Text segment:

------------

Big Turbo based engine and Afterburner questions......

[finiteparts]

Matt,

I wanted to clarify something I said..."I am not going to sugar coat it, that turbine housing looks awful."

I only mean that it doesn't look good "aerodynamically", to have the flow entering the NGVs at completely different angles depending on which side the flow goes. Maybe when you get it taken apart, they have designed for this by making the NGVs different angles from one side to the other. I don't want to be the voice of discouragement...and I was afraid that I might not have been clear with that statement.

I am sure that even if they were not optimal, it will make a good running engine.

Good luck!

Chris

[mjb777]

Thanks for all the discussion so far guys!

I've been flat out with work, but have been following the discussion when I can........ Lots to think about, particularly with the combustion chamber. Very interesting stuff, and I plan to really sit down and analyse all that as been said etc prior to committing to a configuration. I am still however biased toward a low pressure/ low power vapoiser fuel delivery system.

Finiteparts, no harm done at all your comments make sense. I would love to squeeze a pile of thrust out of this thing but at the end of the day however realistically I suppose that none of the turbo based engines are really candidates for amazing outputs because they simply aren't designed for this application and I imagine that there are losses all over the place with all of the turning etc that the air and gasses have to follow etc.

I would guess that even though the entry into the NGV is not purely radial, this would have been a manufacturer design consideration, and that inlet gas flow from the combustor duct and elbow will be much tidier than pulsed flow from a slow revving big diesel engine?

Matt.

[mjb777]

Something that I have been thinking about, particularly because of both the low max TIT limit and the large NGV throat area and turbine in my turbo, is water injection.

I found a document online about a study that was done for power station engines, and interestingly it was claimed that up to 10% mass flow increase was achieved. I worked out from the graphs in the study that at my rough max mass flow of about 1.4kg/sec that perhaps I could achieve this 10% mass flow increase, hopefully resulting in more thrust , and hopefully a significant TIT drop, for about 2% water/ mass flow or about 1.68kg water per minute, at full blast.

It also seemed that the 10% mass flow increase meant a 10% P2 pressure increase. I'm guessing that this was a fixed RPM and configuration engine and I have the luxury of being able to size my exhaust nozzle as needed for optimum P2 and TIT.

I've used water injection on boosted piston engines engines, however have only a theory level background with water or water/meth in turbines and I wonder if the reduction in TIT will mean a reduction in thrust that will null out the mass flow increase? The engine in the study was a shaft output engine so I am guessing the mass flow increase was beneficial for power extraction from the power turbine, however my only knowledge of water injection in thrust engines is that it was primarily used for TIT/ EGT margin at takeoff thrust when needed. I'm guessing I can tune water flow and exhaust nozzle area to optimise it all.........

Would the combustor geometry/ holes need to be changed to allow for the 10% higher mass flow, eg. as if the compressor inducer area was 10% larger?

Anyone have any experience with this, particularly with our turbo charger based engines?

Matt.

[racket]

Hi Matt

Low pressure vapouriser it is .........they work OK , just need to source some good Inco tubing .

------------

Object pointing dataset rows
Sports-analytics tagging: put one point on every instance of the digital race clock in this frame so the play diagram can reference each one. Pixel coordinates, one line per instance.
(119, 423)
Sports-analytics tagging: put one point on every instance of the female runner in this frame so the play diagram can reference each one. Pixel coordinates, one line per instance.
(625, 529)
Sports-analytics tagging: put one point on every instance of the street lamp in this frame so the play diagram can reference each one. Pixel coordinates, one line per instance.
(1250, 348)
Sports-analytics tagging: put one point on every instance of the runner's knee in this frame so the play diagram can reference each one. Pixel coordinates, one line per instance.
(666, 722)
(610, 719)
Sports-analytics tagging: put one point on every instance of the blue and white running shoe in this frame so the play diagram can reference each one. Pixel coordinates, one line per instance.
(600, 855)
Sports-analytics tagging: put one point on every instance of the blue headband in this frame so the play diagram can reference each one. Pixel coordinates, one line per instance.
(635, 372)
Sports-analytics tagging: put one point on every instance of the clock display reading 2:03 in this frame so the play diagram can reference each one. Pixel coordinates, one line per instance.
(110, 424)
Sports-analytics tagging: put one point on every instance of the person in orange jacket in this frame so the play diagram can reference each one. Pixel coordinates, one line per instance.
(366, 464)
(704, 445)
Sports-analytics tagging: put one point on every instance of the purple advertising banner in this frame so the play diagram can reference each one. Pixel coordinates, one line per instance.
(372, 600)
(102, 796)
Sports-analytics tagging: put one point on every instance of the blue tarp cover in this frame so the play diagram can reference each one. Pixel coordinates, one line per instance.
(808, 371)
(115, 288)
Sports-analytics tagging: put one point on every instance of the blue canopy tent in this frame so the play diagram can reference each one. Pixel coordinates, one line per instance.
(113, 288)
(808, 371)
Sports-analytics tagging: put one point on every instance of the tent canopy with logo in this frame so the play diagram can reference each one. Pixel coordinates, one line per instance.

------------

Your tasks:
1/ Set down the passage of the forum thread on turbo-based engines from "I wanted to" through "so far guys!", copied word for word.
2/ List every row that contains the string "clock", copying each such row in full. Case counts when matching.

Solutions to the exercise:
1/
I wanted to clarify something I said..."I am not going to sugar coat it, that turbine housing looks awful."

I only mean that it doesn't look good "aerodynamically", to have the flow entering the NGVs at completely different angles depending on which side the flow goes. Maybe when you get it taken apart, they have designed for this by making the NGVs different angles from one side to the other. I don't want to be the voice of discouragement...and I was afraid that I might not have been clear with that statement.

I am sure that even if they were not optimal, it will make a good running engine.

Good luck!

Chris

[mjb777]

Thanks for all the discussion so far guys!

2/
Sports-analytics tagging: put one point on every instance of the digital race clock in this frame so the play diagram can reference each one. Pixel coordinates, one line per instance.
Sports-analytics tagging: put one point on every instance of the clock display reading 2:03 in this frame so the play diagram can reference each one. Pixel coordinates, one line per instance.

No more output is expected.